Weiterhin muss man bedenken, dass die Wassermenge auf Europa die irdische Wassermenge um ein Vielfaches überschreitet, so dass - ohne Wellenschlag wohlgemerkt - zusätzliche Zeit benötigt wird, um Sauerstoff in Lösung zu bringen. Doch selbst wenn dies auf irgendwelchen verschlungenen Wegen gelingen sollte - was geschieht denn dann mit dem Sauerstoff? Da der Ozean infolge der Gezeitenkräfte vom Boden her erwärmt wird, gelangt das sauerstoffreiche Wasser über Konvektionsströme in Kontakt zum Bodenmaterial. Dieses ist - siehe den Vergleich zum Nachbarmond Io - mit Schwefelverbindungen angereichert, so dass diese zunächst oxydiert werden zu Sulfit- und Sulfat-Ionen, welche in Lösung gehen.

════════

▸ **Aufgabe 1**
Schreib den Textauszug über den Sauerstoff im Ozean auf Europa vollständig und wortgetreu ab.
Der Textauszug und die Datensätze sind voneinander unabhängiges Material.

▸ **Datensätze**
════════

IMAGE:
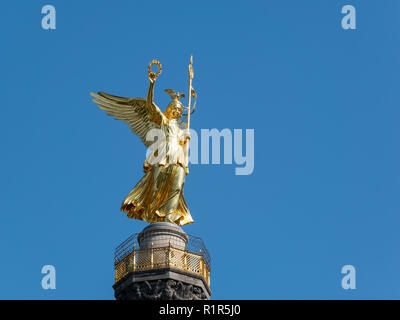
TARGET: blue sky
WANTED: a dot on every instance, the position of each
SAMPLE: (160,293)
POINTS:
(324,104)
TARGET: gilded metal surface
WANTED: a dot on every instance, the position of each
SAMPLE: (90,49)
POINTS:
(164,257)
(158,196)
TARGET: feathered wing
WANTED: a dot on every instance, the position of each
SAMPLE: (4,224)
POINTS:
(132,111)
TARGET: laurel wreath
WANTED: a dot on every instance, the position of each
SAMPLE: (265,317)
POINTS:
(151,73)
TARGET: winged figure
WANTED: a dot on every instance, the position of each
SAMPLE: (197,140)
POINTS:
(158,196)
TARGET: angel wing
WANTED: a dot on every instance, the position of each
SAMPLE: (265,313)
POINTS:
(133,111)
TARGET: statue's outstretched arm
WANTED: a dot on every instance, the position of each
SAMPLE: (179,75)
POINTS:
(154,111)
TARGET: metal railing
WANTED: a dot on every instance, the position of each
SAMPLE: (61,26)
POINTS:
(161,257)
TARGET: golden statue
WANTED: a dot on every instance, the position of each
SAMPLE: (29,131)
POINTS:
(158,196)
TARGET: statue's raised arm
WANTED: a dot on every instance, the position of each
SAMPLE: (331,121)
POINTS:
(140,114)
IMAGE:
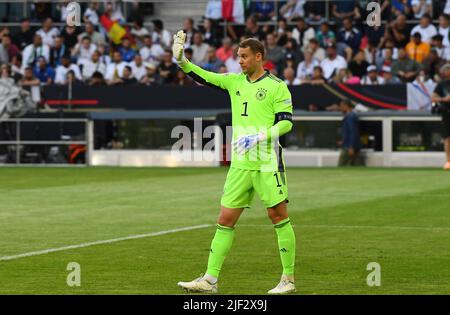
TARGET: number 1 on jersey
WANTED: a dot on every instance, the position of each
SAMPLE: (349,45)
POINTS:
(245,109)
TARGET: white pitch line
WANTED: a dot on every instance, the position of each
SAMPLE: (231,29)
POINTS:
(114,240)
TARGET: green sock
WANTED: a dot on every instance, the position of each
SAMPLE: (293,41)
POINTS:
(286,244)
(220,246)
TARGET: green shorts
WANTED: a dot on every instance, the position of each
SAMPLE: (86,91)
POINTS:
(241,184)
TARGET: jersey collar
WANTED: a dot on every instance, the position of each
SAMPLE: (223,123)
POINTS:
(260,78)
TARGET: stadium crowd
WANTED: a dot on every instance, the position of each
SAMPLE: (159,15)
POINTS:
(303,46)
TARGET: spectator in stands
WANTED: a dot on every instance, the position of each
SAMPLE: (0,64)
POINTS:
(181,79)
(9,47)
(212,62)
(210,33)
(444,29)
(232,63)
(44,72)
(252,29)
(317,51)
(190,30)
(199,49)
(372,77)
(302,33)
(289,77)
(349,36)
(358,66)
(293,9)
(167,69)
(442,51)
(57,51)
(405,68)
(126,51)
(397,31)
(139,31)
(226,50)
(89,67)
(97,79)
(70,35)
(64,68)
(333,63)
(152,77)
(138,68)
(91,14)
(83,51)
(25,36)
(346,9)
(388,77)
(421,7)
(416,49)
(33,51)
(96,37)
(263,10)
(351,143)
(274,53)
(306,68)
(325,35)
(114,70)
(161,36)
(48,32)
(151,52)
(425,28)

════════

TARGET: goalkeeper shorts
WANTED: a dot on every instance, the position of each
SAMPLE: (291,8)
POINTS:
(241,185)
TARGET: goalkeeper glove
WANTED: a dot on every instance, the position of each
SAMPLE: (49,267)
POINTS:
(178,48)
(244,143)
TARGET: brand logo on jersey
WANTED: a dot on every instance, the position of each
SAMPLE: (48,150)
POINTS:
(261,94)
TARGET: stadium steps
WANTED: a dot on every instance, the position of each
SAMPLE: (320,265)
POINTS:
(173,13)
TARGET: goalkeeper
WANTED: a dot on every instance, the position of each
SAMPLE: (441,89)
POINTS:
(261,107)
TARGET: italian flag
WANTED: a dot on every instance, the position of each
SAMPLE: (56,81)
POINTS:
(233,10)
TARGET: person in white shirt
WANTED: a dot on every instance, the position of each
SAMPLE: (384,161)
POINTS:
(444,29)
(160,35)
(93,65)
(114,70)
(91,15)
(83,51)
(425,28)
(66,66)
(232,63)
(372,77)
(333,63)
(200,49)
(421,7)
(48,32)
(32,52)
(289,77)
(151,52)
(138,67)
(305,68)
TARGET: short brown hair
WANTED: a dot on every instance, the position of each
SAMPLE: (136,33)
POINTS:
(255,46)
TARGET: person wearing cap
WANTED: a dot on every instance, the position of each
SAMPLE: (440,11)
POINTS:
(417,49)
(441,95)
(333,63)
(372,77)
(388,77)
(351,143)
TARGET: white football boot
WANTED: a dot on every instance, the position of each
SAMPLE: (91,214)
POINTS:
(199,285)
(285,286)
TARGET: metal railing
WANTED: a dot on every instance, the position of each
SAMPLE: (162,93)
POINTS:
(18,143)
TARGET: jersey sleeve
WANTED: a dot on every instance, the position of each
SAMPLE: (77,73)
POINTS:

════════

▸ **Aufgabe 2**
Sammle aus den Datensätzen jede Zeile, in der die Zeichenfolge „jersey“ vorkommt, und gib diese Zeilen unverändert wieder.

▸ **Antwort 1**
Weiterhin muss man bedenken, dass die Wassermenge auf Europa die irdische Wassermenge um ein Vielfaches überschreitet, so dass - ohne Wellenschlag wohlgemerkt - zusätzliche Zeit benötigt wird, um Sauerstoff in Lösung zu bringen. Doch selbst wenn dies auf irgendwelchen verschlungenen Wegen gelingen sollte - was geschieht denn dann mit dem Sauerstoff? Da der Ozean infolge der Gezeitenkräfte vom Boden her erwärmt wird, gelangt das sauerstoffreiche Wasser über Konvektionsströme in Kontakt zum Bodenmaterial. Dieses ist - siehe den Vergleich zum Nachbarmond Io - mit Schwefelverbindungen angereichert, so dass diese zunächst oxydiert werden zu Sulfit- und Sulfat-Ionen, welche in Lösung gehen.

▸ **Antwort 2**
TARGET: number 1 on jersey
TARGET: jersey collar
TARGET: brand logo on jersey
TARGET: jersey sleeve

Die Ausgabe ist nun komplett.